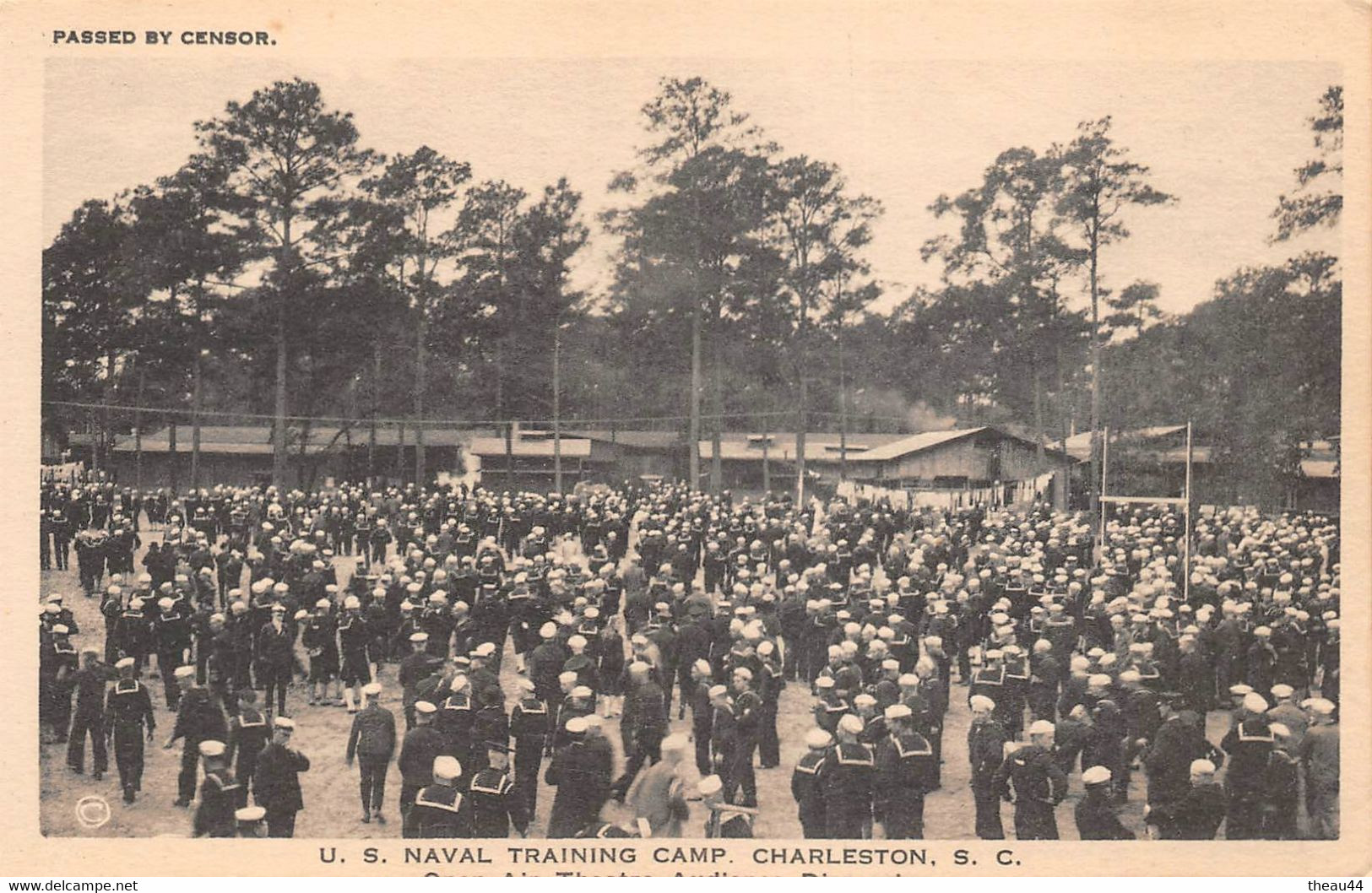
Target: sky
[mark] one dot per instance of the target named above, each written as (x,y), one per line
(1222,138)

--

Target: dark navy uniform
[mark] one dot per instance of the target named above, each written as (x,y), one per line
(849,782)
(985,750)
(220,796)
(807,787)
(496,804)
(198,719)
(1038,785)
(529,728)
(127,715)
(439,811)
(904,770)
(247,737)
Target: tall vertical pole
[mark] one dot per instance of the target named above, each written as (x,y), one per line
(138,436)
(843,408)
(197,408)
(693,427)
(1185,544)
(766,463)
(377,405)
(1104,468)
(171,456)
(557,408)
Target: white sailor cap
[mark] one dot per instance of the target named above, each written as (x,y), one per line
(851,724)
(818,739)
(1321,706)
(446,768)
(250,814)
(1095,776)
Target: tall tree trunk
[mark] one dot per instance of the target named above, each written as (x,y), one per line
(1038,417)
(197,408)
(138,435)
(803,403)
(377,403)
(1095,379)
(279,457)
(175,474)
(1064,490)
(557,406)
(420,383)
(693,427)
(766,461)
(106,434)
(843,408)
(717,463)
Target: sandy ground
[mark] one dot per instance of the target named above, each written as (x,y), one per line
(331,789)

--

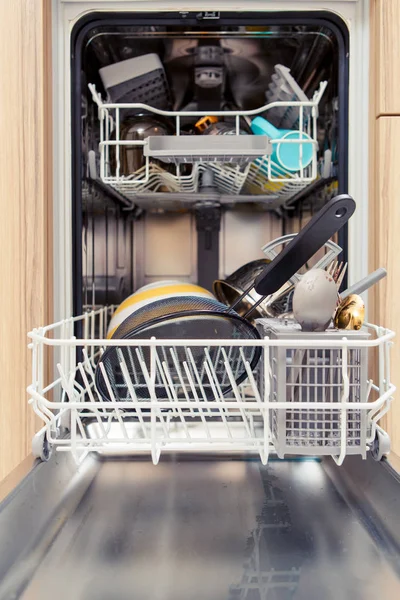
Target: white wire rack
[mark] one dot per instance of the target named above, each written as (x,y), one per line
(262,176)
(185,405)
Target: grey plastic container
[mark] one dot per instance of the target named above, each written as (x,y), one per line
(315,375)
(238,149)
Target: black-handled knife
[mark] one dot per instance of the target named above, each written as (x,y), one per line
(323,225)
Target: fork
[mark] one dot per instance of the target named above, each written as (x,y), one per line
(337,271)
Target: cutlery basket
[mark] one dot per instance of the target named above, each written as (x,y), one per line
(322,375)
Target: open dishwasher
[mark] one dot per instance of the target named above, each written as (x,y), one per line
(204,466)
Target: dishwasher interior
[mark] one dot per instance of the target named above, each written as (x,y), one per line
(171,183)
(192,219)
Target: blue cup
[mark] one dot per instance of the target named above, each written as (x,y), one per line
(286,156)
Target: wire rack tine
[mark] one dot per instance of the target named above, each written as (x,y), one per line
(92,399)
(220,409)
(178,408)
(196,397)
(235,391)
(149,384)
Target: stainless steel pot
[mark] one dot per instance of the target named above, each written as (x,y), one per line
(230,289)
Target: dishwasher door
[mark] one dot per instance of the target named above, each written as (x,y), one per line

### Exercise goal
Return each line from the entries above that contains the string "wire".

### Right answer
Target: white wire rack
Target: wire rack tine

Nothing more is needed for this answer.